Saturday, November 30

Home Brew Seasonal Adjustment

I have been using the R package stl() to undertake seasonal decompositions of time series data. However, it removes much more signal/noise than the approach used by by the Australian Bureau of Statistics. Because it produces a trend series that is much less noisy than that from the ABS, it is slower to identify turning points in the data (as can be seen in the next three charts).




I have looked around, but could not find another option that would run on my Apple Mac system. So I thought I would have a go at writing my own seasonal adjustment function (do it yourself seasonal adjustment). Before I get to my code, let's look at how it performed.




It appears to be much closer to the ABS benchmark. So on to the code. We will start with the Henderson moving average (which is used a number of times to smooth the series).

## henderson.R
## calculate a Henderson moving average

hma <- function(v, n)
{
    hmaSymmetricWeights <- function(n)
    {
        # caluclate the vector of symmetric weights
        # formula from ABS (2003), 'A Guide to Interpreting Time Series', page 41. 
        # returns a dictionary of symmetric Henderson weights indexed from 1 to n

        # calculate the constant denominator
        m <- as.integer((n-1)/2)
        m1 <- (m+1)*(m+1)
        m2 <- (m+2)*(m+2)
        d <- as.double(8*(m+2)*(m2-1)*(4*m2-1)*(4*m2-9)*(4*m2-25))

        # calculate the weights
        w <- rep(NA, n) # 1:n
        m3 <- (m+3)*(m+3)
        for( j in 0:m ) {
            j2 <- j*j
            v <- (315*(m1-j2)*(m2-j2)*(m3-j2)*(3*m2-11*j2-16))/d
            w[(m+1+j)] <- v
            if (j > 0)
                 w[(m+1-j)] <- v
        }
        return(w)
    }

    hmaAsymmetricWeights <- function(n, mw, w)
    {
        # calculate the asymmetric end-weights
        # formula from Mike Doherty (2001), 'The Surrogate Henderson Filters in X-11',
        # Aust, NZ J of Stat. 43(4), 2001, pp901-999
        # see formula (1) on page 903

        # returns a dictionary of asymmetrical weights from 1 to mw;
        # where mw is less than n, and
        # w is the dictionary of symmetric henderson weights indexed from 1 to n

        sumResidual <- sum(w[(mw+1):(n)])
        sumEnd <- 0.0
        for ( i in (mw+1):n )
            sumEnd <- sumEnd + ((i)-((mw+1)/2.0)) * w[i]

        ic <- 1.0
        if (n >= 13 && n < 15)
            ic <- 3.5
        if (n >= 15)
         ic <- 4.5

        b2s2 <- (4.0/pi)/(ic*ic)
        f1 <- as.double(sumResidual)/as.double((mw))

        u <- 1:mw
        for ( r in 1:mw ) {
            calc1 <- (r- (mw+1)/2.0) * b2s2
            calc2 <- 1 + ( mw*(mw-1)*(mw+1) /12.0 ) * b2s2
            u[r] <- w[r] + f1 + ( calc1 / calc2 ) * sumEnd
        }
        return (u)

(Exercise requirements):
Answer these about the post on home-brew seasonal adjustment above:
1. Which R tool had the writer been using for seasonal decompositions?
2. On what computer system could the writer find no other option that would run?
3. In the asymmetric weights function, what value is ic given when n is 15 or greater?

(Listed entries):
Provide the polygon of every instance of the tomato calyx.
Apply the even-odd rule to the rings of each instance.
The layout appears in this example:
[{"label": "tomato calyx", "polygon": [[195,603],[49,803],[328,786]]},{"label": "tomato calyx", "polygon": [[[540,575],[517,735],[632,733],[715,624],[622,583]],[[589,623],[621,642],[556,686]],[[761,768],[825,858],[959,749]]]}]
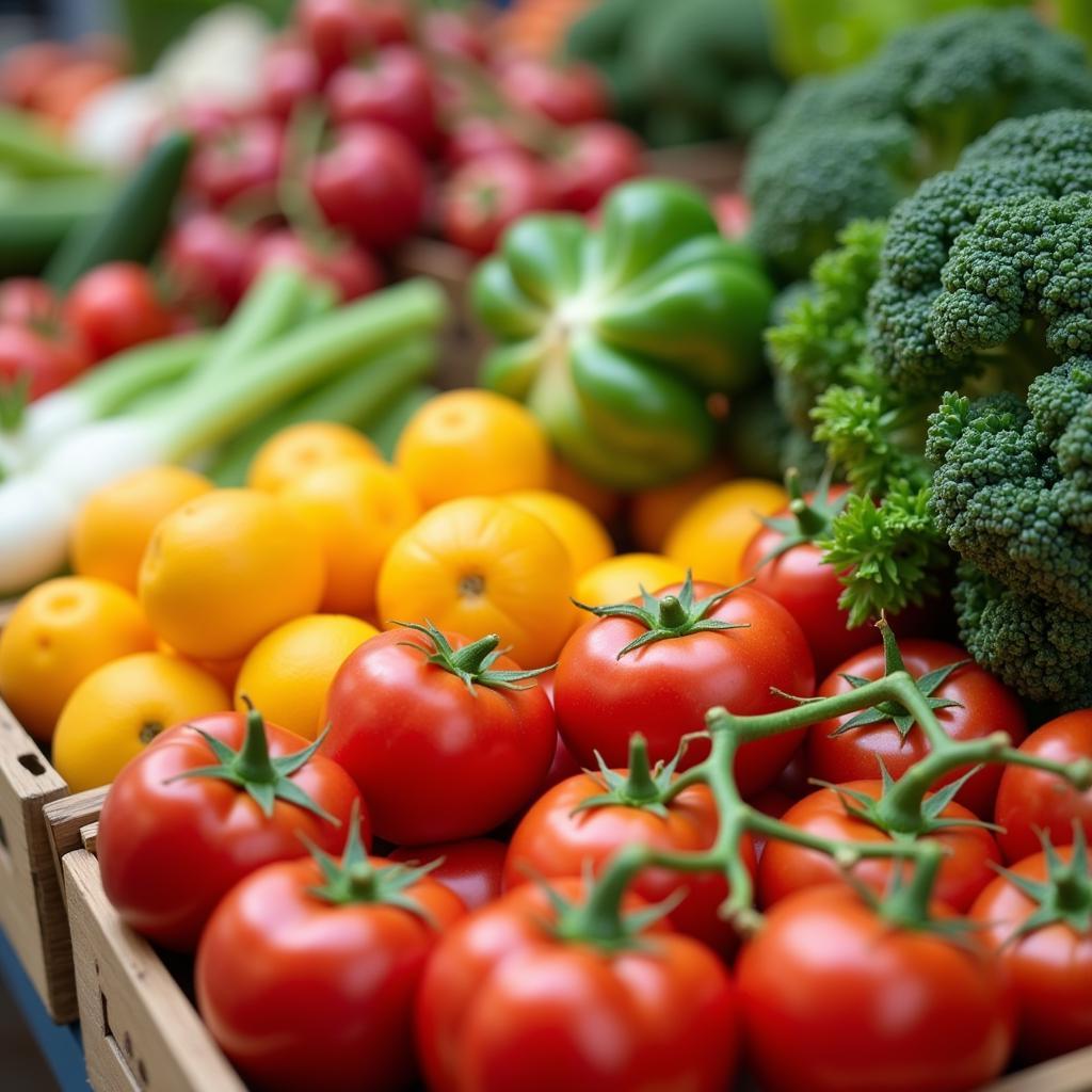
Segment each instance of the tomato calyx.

(Exercise output):
1. stl()
2. An Apple Mac system
3. 4.5